┌────────

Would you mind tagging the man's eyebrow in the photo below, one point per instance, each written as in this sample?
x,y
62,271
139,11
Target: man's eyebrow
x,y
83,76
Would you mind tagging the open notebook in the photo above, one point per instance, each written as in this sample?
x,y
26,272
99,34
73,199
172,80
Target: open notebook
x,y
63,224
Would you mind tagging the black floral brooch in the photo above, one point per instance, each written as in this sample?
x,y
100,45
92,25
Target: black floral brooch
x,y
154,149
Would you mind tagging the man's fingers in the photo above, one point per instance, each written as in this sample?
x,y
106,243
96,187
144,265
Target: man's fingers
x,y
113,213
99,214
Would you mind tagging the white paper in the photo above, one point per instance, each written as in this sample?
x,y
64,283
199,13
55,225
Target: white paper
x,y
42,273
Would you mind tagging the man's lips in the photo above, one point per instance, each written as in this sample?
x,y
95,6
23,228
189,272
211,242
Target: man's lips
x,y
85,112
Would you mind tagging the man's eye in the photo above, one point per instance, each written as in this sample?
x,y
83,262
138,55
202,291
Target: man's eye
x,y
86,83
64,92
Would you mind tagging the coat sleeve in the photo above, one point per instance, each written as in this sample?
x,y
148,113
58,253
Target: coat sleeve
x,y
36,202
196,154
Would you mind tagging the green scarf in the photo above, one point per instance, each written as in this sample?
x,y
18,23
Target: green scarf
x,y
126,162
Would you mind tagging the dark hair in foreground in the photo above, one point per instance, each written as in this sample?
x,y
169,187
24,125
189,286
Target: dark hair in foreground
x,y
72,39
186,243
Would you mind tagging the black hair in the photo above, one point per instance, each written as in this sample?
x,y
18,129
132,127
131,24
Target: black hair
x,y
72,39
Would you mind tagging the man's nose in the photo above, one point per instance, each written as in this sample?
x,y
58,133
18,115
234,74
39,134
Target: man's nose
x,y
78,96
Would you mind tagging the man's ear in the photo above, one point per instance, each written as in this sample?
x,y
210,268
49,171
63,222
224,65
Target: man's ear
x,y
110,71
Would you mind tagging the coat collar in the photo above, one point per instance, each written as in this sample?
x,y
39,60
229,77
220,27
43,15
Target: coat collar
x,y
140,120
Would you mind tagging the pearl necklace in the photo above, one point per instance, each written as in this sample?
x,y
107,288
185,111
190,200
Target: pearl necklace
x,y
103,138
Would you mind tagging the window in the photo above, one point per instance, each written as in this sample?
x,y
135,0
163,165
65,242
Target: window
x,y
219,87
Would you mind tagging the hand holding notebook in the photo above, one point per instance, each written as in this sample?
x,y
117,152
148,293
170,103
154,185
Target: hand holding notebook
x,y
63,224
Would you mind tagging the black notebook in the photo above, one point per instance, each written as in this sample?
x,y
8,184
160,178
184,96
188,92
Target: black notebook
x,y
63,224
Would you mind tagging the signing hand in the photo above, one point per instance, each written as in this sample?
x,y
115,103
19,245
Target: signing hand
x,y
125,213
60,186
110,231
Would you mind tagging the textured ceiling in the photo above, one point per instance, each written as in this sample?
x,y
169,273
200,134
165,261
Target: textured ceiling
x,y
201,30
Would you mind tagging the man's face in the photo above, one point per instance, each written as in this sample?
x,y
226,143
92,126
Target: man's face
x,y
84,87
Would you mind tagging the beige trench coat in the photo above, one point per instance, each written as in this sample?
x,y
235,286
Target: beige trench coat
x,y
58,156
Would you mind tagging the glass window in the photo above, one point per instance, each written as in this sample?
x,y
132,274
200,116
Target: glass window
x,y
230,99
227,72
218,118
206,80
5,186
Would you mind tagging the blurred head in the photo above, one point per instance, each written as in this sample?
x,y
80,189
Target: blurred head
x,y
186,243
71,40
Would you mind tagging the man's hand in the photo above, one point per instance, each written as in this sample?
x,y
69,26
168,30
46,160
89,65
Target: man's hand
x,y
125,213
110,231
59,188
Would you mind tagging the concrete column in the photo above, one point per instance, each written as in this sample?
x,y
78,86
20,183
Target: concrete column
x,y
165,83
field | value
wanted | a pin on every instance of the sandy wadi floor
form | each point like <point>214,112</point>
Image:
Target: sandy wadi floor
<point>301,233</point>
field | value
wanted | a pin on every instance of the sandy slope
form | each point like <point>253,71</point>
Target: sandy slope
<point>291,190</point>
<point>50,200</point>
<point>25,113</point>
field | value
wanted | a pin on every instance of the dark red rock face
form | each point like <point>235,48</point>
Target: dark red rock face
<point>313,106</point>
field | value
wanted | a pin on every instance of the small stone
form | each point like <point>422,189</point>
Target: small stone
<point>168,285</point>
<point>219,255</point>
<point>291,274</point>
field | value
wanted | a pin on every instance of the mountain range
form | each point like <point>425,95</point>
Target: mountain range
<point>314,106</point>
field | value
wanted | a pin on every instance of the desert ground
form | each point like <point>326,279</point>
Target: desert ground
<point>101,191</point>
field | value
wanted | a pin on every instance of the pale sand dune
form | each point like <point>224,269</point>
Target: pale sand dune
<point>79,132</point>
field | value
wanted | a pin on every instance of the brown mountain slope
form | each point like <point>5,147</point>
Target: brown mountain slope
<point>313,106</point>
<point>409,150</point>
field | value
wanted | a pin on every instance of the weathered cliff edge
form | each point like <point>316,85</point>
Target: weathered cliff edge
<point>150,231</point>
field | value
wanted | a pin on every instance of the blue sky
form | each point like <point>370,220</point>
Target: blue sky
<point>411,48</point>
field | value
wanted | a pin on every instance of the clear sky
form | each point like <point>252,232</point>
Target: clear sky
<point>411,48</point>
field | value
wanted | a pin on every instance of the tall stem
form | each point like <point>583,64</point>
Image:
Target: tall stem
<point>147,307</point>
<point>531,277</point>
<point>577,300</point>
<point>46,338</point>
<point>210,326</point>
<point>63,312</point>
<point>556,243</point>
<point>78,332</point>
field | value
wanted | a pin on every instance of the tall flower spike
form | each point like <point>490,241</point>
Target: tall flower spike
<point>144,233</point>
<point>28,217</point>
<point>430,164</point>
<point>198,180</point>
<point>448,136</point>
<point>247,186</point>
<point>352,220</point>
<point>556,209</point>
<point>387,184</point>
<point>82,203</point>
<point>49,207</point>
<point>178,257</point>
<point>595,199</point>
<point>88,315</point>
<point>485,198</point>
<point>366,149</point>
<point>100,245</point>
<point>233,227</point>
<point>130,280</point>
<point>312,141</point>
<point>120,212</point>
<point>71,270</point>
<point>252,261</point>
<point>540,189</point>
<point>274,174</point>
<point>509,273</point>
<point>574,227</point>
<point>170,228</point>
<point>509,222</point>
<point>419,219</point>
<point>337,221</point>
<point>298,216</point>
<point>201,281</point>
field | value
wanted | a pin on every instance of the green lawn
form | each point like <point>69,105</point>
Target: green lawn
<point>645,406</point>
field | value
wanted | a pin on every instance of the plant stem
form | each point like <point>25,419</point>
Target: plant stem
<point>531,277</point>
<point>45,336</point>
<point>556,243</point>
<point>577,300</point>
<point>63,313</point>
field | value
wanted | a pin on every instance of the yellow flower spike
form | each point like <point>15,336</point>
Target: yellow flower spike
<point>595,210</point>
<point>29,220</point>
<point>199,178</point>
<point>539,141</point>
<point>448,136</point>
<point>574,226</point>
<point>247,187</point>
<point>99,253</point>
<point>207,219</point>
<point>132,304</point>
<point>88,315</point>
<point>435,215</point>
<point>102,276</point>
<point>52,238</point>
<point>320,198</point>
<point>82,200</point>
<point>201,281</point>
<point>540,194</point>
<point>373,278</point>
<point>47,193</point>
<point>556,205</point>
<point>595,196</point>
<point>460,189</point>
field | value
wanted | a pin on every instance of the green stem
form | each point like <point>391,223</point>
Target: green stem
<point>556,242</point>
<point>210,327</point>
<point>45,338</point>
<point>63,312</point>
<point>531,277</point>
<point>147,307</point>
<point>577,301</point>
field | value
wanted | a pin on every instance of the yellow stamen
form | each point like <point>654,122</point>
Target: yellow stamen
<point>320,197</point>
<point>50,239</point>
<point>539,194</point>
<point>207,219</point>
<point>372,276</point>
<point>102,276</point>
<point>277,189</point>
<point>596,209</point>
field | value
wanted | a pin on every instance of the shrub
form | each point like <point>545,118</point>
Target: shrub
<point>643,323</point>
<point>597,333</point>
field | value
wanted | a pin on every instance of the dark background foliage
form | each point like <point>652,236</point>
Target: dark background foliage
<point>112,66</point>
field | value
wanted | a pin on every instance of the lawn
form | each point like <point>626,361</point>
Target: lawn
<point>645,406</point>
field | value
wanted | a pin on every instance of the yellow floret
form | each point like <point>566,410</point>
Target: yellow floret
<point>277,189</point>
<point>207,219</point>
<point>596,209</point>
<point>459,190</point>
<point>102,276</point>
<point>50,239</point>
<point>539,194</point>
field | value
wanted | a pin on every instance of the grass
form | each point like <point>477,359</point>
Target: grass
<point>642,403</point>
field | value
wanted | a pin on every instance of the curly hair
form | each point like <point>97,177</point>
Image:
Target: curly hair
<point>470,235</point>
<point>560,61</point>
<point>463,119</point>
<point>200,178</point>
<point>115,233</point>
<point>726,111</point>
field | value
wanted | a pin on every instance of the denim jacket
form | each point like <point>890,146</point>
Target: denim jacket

└────────

• Exercise brief
Write down exactly the span of lines above from the one containing "form | each point like <point>654,122</point>" to the one containing "form | each point like <point>566,410</point>", both ends included.

• Response to this task
form | each point like <point>654,122</point>
Target: yellow stamen
<point>320,197</point>
<point>50,239</point>
<point>539,194</point>
<point>207,219</point>
<point>372,276</point>
<point>102,276</point>
<point>277,189</point>
<point>596,209</point>
field | value
wanted | a pin on every instance of the shrub
form | each point like <point>545,118</point>
Target: shrub
<point>643,323</point>
<point>597,333</point>
field | value
wanted | a pin on every instance of the dark background foliage
form | each point like <point>652,236</point>
Target: dark background foliage
<point>112,66</point>
field | value
wanted | a pin on every instance of the lawn
form | each point like <point>626,361</point>
Target: lawn
<point>645,406</point>
field | value
wanted | a pin on every instance of the yellow floret
form | each point like <point>566,410</point>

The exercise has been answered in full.